TESTO DA LEGGERE —
________________________________________

Per assurdo sarebbe bastato anche perdere in finale per potersi rilanciare definitivamente in campo internazionale. E invece il Chelsea contro il PSG ha fatto il colpo grosso: 3-0, deciso nel primo tempo, contro la squadra più chiacchierata e incensata del momento. Contro l’allenatore, Luis Enrique, giustamente più celebrato per gioco e risultati. Il Chelsea sboccia sempre quando meno te lo aspetti, come quella volta in Champions con Di Matteo, aggiudicandosi il neonato FIFA Club World Cup e diventando l’unico club al mondo in grado di vincere tutte le competizioni FIFA e UEFA esistenti. Nel weekend che vede Sinner trionfare per la prima volta a Wimbledon, anche Maresca col suo capolavoro ci strappa più di un sorriso.

________________________________________

MATERIALE FORNITO —

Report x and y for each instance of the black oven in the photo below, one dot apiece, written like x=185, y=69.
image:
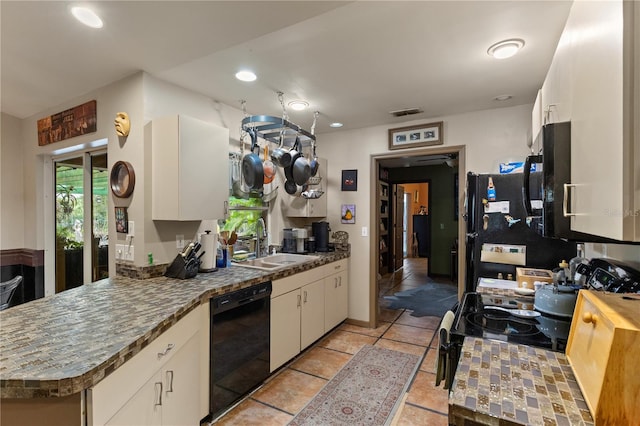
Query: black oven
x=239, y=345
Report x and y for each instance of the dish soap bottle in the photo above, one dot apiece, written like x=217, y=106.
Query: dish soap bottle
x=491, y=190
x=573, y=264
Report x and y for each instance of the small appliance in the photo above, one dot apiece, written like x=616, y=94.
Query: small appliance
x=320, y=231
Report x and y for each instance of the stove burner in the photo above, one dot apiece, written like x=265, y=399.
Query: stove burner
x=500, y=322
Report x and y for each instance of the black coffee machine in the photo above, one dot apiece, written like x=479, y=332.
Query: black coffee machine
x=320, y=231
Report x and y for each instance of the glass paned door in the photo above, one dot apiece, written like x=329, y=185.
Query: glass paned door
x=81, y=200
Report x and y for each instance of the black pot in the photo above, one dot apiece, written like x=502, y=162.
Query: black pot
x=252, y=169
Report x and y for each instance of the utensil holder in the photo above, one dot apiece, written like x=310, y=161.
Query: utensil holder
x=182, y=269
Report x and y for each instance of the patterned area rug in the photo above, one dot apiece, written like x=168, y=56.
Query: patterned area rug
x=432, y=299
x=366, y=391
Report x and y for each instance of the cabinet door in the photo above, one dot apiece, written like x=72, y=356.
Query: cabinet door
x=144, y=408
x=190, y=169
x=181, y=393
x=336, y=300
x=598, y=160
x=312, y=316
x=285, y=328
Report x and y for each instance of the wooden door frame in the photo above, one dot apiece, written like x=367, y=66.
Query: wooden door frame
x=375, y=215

________________________________________

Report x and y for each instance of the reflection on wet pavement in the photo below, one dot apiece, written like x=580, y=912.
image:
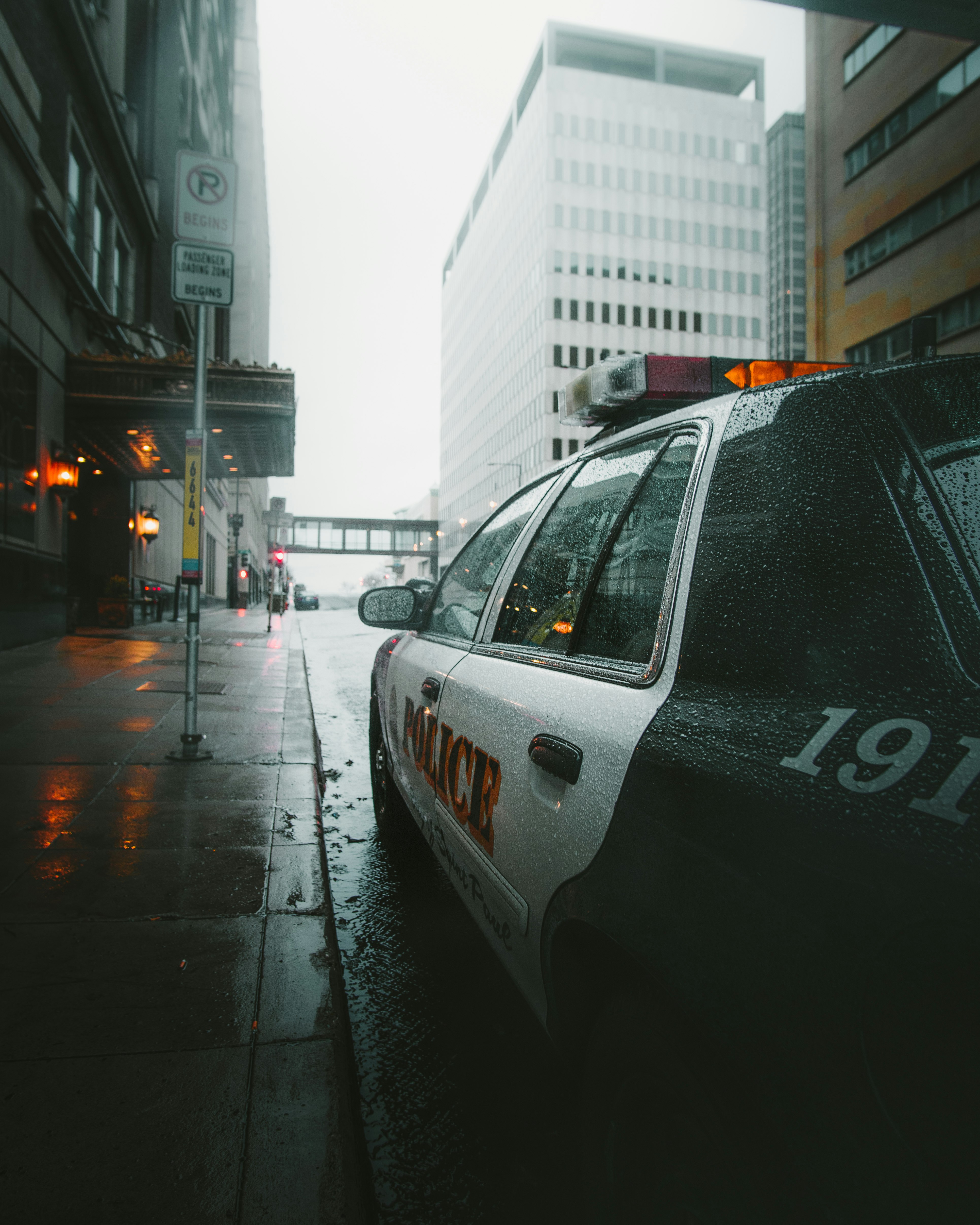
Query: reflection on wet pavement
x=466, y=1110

________________________________________

Prosegui il testo sulla vittoria del Chelsea contro il PSG, riprendendo subito dopo la sua ultima frase.

RISPOSTA ATTESA —
Il Chelsea e il legame indissolubile con l’Italia
Perché quello del Chelsea sulla scena internazionale è un ritorno che forse si è fatto attendere più del previsto e adesso culmina in un risultato che impedirà al club di nascondersi. Anzi, forse metterà addosso ai Blues più pressione di quanta ne avessero calcolata all’indomani della Conference League, obbligandoli a una riconferma. Tre a zero, meglio ripeterlo, scritto in lettere e non più in numero. Contro il PSG che era esploso con San Gigio Donnarumma e quei rigori contro il Liverpool, che poi aveva strapazzato l’Inter in finale e quindi messo fine all’era Modrić con un 4-0 al Real Madrid che ha fatto rumore. Decollati contro una squadra inglese, appunto i Reds, contro un’altra inglese i parigini sono tornati sulla terra. Sembrava che Luis Enrique – pessima figura nel siparietto con João Pedro a fine match – potesse aprire un ciclo esagerato, fondato su un calcio fatto di pressione, tecnica ed armonia, e invece la “miglior squadra al mondo” è questo Chelsea. Che nel percorso ha conosciuto anche la sconfitta col Flamengo, ma che soprattutto è una squadra ben allenata, straripante di talento, concreta, risoluta, cinica.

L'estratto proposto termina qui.